WORK REQUEST ->
Print each record below character for character.

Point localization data
========

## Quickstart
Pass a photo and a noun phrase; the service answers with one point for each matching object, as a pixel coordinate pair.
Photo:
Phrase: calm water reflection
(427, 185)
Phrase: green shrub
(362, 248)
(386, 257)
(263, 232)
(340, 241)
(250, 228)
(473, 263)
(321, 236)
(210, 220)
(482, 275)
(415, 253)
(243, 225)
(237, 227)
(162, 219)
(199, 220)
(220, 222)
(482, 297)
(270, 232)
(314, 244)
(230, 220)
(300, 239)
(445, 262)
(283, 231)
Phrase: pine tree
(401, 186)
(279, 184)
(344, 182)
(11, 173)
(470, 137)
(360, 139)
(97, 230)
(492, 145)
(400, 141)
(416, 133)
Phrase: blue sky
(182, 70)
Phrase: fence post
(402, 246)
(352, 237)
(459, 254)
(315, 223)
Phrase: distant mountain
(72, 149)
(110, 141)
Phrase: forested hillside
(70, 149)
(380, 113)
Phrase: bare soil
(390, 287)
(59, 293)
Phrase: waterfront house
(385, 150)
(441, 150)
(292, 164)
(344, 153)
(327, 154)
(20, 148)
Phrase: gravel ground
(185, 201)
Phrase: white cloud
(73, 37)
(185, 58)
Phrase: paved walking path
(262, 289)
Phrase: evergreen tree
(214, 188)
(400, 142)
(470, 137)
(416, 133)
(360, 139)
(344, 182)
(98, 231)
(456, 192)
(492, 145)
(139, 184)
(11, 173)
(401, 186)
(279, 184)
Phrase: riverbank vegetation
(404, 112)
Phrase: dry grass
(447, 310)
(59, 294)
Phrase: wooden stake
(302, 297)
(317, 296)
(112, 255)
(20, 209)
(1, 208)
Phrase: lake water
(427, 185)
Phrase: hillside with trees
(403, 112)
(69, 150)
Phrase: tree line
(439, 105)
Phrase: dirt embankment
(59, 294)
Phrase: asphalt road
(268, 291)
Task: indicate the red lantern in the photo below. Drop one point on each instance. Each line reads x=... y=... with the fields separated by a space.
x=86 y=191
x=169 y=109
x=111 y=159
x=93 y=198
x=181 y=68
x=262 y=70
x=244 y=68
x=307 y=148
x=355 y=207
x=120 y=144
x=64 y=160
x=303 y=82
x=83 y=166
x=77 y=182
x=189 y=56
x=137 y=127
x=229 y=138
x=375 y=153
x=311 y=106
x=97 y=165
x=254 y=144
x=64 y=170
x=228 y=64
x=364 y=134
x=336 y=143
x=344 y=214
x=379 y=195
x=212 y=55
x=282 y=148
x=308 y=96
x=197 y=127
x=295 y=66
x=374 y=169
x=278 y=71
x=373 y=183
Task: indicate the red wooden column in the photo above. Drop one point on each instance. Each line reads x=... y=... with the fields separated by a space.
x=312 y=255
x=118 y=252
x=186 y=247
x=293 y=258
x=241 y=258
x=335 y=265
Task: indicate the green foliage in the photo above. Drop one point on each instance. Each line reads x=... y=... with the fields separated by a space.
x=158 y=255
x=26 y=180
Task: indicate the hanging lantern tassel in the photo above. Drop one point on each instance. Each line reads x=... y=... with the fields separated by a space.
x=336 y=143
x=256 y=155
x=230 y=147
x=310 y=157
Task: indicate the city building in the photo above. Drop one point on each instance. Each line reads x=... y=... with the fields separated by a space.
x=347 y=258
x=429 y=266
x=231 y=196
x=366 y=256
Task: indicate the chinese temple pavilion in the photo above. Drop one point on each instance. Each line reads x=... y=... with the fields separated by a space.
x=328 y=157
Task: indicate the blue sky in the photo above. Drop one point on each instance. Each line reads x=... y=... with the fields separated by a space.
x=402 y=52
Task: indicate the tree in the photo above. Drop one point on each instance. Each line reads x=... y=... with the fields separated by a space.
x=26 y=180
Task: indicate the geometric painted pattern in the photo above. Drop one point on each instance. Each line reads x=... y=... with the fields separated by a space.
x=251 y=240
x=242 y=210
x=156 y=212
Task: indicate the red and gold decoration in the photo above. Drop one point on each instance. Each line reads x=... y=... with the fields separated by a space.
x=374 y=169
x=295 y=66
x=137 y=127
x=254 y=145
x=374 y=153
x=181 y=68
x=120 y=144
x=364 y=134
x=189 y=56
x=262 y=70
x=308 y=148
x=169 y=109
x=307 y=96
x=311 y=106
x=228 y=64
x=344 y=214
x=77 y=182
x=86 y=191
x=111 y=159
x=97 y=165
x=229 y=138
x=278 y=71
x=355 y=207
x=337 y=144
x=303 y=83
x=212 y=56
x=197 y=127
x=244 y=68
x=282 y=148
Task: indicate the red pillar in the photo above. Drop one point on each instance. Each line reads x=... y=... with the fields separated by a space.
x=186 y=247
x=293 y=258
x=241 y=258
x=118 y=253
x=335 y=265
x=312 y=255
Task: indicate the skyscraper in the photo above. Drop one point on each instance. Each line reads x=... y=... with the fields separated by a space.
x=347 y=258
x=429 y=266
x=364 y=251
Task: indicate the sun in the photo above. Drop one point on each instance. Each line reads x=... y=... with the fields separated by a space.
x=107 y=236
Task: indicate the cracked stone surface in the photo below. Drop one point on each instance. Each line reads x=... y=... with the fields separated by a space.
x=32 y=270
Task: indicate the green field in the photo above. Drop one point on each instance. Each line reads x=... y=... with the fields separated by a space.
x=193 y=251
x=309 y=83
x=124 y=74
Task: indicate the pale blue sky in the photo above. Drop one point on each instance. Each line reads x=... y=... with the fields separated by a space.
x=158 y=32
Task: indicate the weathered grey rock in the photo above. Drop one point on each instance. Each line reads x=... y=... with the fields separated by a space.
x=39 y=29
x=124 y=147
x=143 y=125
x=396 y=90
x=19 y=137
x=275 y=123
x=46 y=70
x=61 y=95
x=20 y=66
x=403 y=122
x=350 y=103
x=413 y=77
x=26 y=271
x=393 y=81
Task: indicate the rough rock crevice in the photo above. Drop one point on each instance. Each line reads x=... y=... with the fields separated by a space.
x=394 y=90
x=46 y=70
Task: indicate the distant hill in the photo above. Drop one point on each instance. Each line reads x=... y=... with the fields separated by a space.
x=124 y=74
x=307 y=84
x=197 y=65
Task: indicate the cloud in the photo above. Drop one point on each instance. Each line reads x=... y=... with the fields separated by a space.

========

ANSWER AREA ->
## Quickstart
Pass a photo and a noun phrase; the service answers with one point for each matching object, as a pixel coordinate pair.
Photo:
Phrase: calm water reflection
(427, 185)
Phrase: green shrub
(362, 248)
(386, 257)
(263, 232)
(340, 241)
(250, 228)
(473, 263)
(321, 236)
(210, 220)
(482, 275)
(415, 253)
(243, 225)
(237, 227)
(162, 219)
(199, 220)
(220, 222)
(482, 297)
(270, 232)
(314, 244)
(230, 220)
(300, 239)
(445, 262)
(283, 231)
Phrase: pine tree
(401, 186)
(279, 184)
(344, 182)
(11, 173)
(470, 137)
(360, 139)
(97, 230)
(492, 145)
(400, 141)
(416, 133)
Phrase: blue sky
(182, 70)
Phrase: fence post
(402, 246)
(352, 237)
(459, 254)
(315, 223)
Phrase: distant mountain
(72, 149)
(110, 141)
Phrase: forested hillside
(70, 149)
(380, 113)
Phrase: bare soil
(390, 287)
(59, 293)
Phrase: waterfront house
(385, 150)
(441, 150)
(292, 164)
(344, 153)
(327, 154)
(20, 148)
Phrase: gravel ground
(185, 201)
Phrase: white cloud
(73, 37)
(185, 58)
Phrase: paved walking path
(262, 289)
Phrase: evergreen tree
(214, 188)
(400, 142)
(470, 137)
(416, 133)
(360, 139)
(344, 182)
(98, 231)
(456, 192)
(492, 145)
(139, 184)
(11, 173)
(401, 186)
(279, 184)
Phrase: riverbank vegetation
(404, 112)
Phrase: dry grass
(447, 310)
(59, 294)
Phrase: wooden stake
(302, 297)
(317, 296)
(112, 255)
(20, 209)
(1, 208)
Phrase: lake water
(427, 185)
Phrase: hillside with trees
(403, 112)
(69, 150)
Phrase: tree line
(439, 105)
Phrase: dirt embankment
(59, 294)
Phrase: asphalt road
(268, 291)
Task: indicate the red lantern in the photo below. Drop one point on each instance. Each line reads x=... y=... with the fields separated by a space.
x=86 y=191
x=169 y=109
x=111 y=159
x=93 y=198
x=181 y=68
x=262 y=70
x=244 y=68
x=307 y=148
x=355 y=207
x=120 y=144
x=64 y=160
x=303 y=82
x=83 y=166
x=77 y=182
x=189 y=56
x=137 y=127
x=229 y=138
x=375 y=153
x=311 y=106
x=97 y=165
x=254 y=144
x=64 y=170
x=228 y=64
x=364 y=134
x=336 y=143
x=344 y=214
x=379 y=195
x=212 y=55
x=282 y=148
x=308 y=96
x=197 y=127
x=295 y=66
x=374 y=169
x=278 y=71
x=373 y=183
Task: indicate the red wooden column in the photo above. Drop one point on each instance. Each line reads x=... y=... with the fields separated by a space.
x=312 y=255
x=118 y=252
x=186 y=247
x=293 y=258
x=241 y=258
x=335 y=265
Task: indicate the green foliage in the photo above. Drop one point on each instance. Each line reads x=... y=... with the fields separated by a space.
x=158 y=255
x=26 y=180
Task: indicate the hanging lantern tassel in the photo above. Drop one point on each instance. Each line reads x=... y=... with the fields separated by a space.
x=336 y=143
x=256 y=155
x=230 y=147
x=310 y=157
Task: indicate the city building in the photo above. Drop one point on each instance. Each line reads x=... y=... with the fields separated by a space.
x=347 y=258
x=429 y=266
x=231 y=196
x=366 y=256
Task: indicate the chinese temple pavilion in the photo above. Drop one point on each instance. Each line reads x=... y=... with the fields separated by a space.
x=328 y=157
Task: indicate the blue sky in the photo above. Drop one point on each instance. Each line reads x=... y=... with the fields separated by a space.
x=402 y=52
Task: indicate the tree in the photo above. Drop one point on each instance. Each line reads x=... y=... with the fields separated by a space.
x=26 y=180
Task: indicate the geometric painted pattern in the photo above. Drop one point on each instance. Each line reads x=... y=... with the fields separated by a space.
x=251 y=240
x=242 y=210
x=156 y=212
Task: indicate the red and gold decoration in the photo above. Drop one point on each instance. Each line reads x=... y=... with the fields separated by a space.
x=374 y=169
x=295 y=66
x=137 y=127
x=254 y=145
x=374 y=153
x=181 y=68
x=120 y=144
x=364 y=134
x=189 y=56
x=262 y=70
x=308 y=148
x=169 y=109
x=307 y=96
x=311 y=106
x=228 y=64
x=344 y=214
x=77 y=182
x=86 y=191
x=111 y=159
x=97 y=165
x=229 y=138
x=278 y=71
x=355 y=207
x=337 y=144
x=303 y=83
x=212 y=56
x=197 y=127
x=244 y=68
x=282 y=148
Task: indicate the red pillar in the photo above. Drop one point on each instance. Each line reads x=... y=... with the fields separated by a space.
x=186 y=247
x=293 y=258
x=241 y=258
x=118 y=253
x=335 y=265
x=312 y=255
Task: indicate the skyscraper in the photo above. Drop one point on each instance. Each line reads x=... y=... with the fields separated by a space.
x=347 y=258
x=429 y=266
x=364 y=251
Task: indicate the sun in the photo above. Drop one point on each instance. Each line reads x=... y=... with the fields separated by a space.
x=107 y=236
Task: indicate the cracked stone surface in the photo below. Drop one point on each instance. Each line reads x=... y=... with the fields separated by a space.
x=32 y=270
Task: indicate the green field in the photo above. Drop one point on each instance. Each line reads x=... y=... with the fields separated by a space.
x=193 y=251
x=309 y=83
x=124 y=74
Task: indicate the pale blue sky in the photo above. Drop one point on each instance. Each line reads x=... y=... with the fields separated by a space.
x=158 y=32
Task: indicate the weathered grey rock in the photo above. Drop one point on each instance. Each line reads x=... y=... with the fields separated by a space.
x=39 y=29
x=124 y=147
x=143 y=125
x=396 y=90
x=19 y=137
x=275 y=123
x=46 y=70
x=61 y=95
x=20 y=66
x=403 y=122
x=350 y=103
x=413 y=77
x=26 y=271
x=393 y=81
Task: indicate the rough rock crevice in the photo above. Drop one point on each instance. Each line reads x=... y=... with the fields separated by a space.
x=394 y=90
x=46 y=70
Task: indicate the distant hill in the photo above. Drop one point on each instance. Each line reads x=... y=... with the fields separated by a space.
x=124 y=74
x=307 y=84
x=197 y=65
Task: indicate the cloud in the photo above. Drop one point on each instance. Each line reads x=... y=... with the fields separated by a space.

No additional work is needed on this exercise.